- _WHAT IS EXPECTED_
Nothing in the listing below should be skipped, so transcribe it all exactly.

- _DATA SHOWN_
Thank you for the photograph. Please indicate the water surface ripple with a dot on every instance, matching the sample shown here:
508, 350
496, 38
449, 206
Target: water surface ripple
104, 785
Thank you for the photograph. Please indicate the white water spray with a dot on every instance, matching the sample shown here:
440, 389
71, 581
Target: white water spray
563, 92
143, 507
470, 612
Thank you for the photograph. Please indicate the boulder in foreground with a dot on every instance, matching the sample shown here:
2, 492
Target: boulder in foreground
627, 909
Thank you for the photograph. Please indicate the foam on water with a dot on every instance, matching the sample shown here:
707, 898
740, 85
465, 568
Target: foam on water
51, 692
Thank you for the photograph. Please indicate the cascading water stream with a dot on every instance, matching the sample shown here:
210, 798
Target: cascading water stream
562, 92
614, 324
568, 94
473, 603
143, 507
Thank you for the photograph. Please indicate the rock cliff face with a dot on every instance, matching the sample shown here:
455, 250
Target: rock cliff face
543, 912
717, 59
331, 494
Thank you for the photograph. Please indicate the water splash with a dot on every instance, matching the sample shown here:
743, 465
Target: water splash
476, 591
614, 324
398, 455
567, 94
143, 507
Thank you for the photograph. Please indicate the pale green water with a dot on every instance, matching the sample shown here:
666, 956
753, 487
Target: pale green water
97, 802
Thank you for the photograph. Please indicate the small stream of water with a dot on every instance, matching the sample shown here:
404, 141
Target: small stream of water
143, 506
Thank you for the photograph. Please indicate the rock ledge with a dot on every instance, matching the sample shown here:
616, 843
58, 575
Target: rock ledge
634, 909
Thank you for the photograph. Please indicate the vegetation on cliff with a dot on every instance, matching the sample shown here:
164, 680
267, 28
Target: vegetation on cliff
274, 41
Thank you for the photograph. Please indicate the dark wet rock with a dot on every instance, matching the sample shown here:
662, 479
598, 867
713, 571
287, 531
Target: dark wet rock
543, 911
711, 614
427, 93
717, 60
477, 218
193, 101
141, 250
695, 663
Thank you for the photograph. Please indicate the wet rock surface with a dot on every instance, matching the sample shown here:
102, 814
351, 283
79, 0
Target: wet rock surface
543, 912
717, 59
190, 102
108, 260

- _ANSWER TO THIS PROBLEM_
Thank you for the photograph. Please indicate the water surface ripple with a dot on every instance, matching the sample shown here:
508, 350
496, 38
449, 206
Target: water surface ripple
104, 785
Thank you for the photograph. Please indicate the white water spray with a dot on every instance, matching the sample shown here:
440, 389
71, 581
Target: white water spray
563, 92
143, 507
470, 612
Thank you for the photograph. Please indicate the boulder in foreground with a dot on every instance, matching the sample shown here:
2, 492
Target: boulder in foreground
627, 909
Thank you for the photograph. Please indicate the foam on water with a dot on every instance, matching the sample shown here:
707, 898
740, 85
465, 568
Target: foam on water
51, 692
Thank you for the photograph. Please indicate the cascading water stream with a dot on every instance, matching the sample shown here:
210, 798
Target: cascading water stream
562, 92
614, 324
568, 94
473, 603
143, 507
Thank you for the photograph. Please indicate the rock cliff face with a dot on every instance, matching the sample shown here:
455, 250
Target: rock cliff face
543, 912
717, 59
331, 494
Thank you for the photograph. Please indicate the water splash with a dot on every instance, matching the sample shown here:
743, 465
Target: water splash
476, 591
614, 324
398, 455
567, 94
143, 507
Thank you for the photograph. Please indicate the pale green water with a dot on every instance, matching the sample shown here:
666, 956
753, 487
Target: pale green water
97, 802
Thank you for the photograph. Please indicate the small stream of water with a dot on every instance, matching the sample shown here:
404, 141
Target: small stream of water
143, 506
Thank you for the photograph. Please indicate the rock ledge with a dot on every instance, matching the sample shown here:
616, 843
58, 575
Target: rock ledge
634, 909
Thank you for the photograph. Please indicate the vegetation on cliff with a dot on every instance, matching the sample shown here:
164, 680
267, 28
Target: vegetation on cliff
274, 41
Thank you for the photograph. Please indicate the dark wet rock with a dot on every instance, matching the sample shown here:
662, 479
598, 867
713, 571
287, 531
Target: dark wet rock
543, 911
711, 614
427, 93
717, 60
477, 218
193, 101
141, 250
695, 663
Thank you for the photograph. Please indicate the wet rock surface with a dot on every instance, matching the sample shown here:
102, 814
351, 283
79, 0
Target: wet rock surface
543, 912
717, 59
190, 102
108, 260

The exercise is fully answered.